◆ **Material shown**
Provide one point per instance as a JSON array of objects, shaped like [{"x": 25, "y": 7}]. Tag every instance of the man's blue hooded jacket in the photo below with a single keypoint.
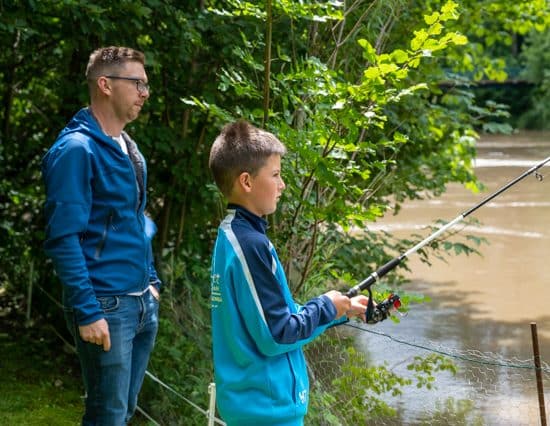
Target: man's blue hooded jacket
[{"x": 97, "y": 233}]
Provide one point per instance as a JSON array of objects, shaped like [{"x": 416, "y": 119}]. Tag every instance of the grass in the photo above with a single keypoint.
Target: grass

---

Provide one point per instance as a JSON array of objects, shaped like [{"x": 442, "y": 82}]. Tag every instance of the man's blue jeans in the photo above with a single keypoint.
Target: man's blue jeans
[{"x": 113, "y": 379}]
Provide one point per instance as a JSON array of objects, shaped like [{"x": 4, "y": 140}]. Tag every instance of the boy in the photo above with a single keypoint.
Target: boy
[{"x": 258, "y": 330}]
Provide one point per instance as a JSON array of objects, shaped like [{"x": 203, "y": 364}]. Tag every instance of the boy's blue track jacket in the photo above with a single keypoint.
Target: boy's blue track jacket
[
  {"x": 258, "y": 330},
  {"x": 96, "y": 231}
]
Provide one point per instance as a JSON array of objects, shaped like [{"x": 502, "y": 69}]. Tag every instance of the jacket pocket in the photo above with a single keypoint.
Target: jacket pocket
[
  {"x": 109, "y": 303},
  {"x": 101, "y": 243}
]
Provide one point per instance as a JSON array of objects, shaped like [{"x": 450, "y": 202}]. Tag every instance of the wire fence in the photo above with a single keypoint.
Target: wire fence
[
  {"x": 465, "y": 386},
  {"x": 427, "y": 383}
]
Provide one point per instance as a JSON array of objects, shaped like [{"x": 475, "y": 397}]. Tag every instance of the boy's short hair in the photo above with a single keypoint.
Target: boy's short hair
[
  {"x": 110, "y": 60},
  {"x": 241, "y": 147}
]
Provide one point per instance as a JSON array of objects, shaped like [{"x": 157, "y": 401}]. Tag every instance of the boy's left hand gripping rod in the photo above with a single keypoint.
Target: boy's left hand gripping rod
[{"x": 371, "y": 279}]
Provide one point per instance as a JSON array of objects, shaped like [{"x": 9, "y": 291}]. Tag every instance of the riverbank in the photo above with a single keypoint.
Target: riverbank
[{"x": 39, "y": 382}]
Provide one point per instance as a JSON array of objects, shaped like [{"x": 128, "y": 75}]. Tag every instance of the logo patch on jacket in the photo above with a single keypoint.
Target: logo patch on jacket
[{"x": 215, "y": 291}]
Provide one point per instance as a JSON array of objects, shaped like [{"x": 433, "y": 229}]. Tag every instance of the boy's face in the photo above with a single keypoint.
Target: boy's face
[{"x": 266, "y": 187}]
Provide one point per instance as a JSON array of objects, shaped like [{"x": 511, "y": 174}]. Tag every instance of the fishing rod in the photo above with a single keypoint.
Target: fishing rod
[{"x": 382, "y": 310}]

◆ **What needs to be done**
Print, word for word, every line from the one containing "below with a single keypoint." through the one containing "Target: grass", including both of those lines. Leave out any picture.

◆ **Written response**
Provide one point per instance as a JSON array of objects, shaped like [{"x": 25, "y": 7}]. Tag every instance of the man's blue hooded jacket in the photo below with a single keypoint.
Target: man's blue hooded jacket
[{"x": 97, "y": 233}]
Provide one point per instance as a JSON array of objects, shaped like [{"x": 416, "y": 119}]. Tag every instance of the grass in the photo above with a single keypoint.
Target: grass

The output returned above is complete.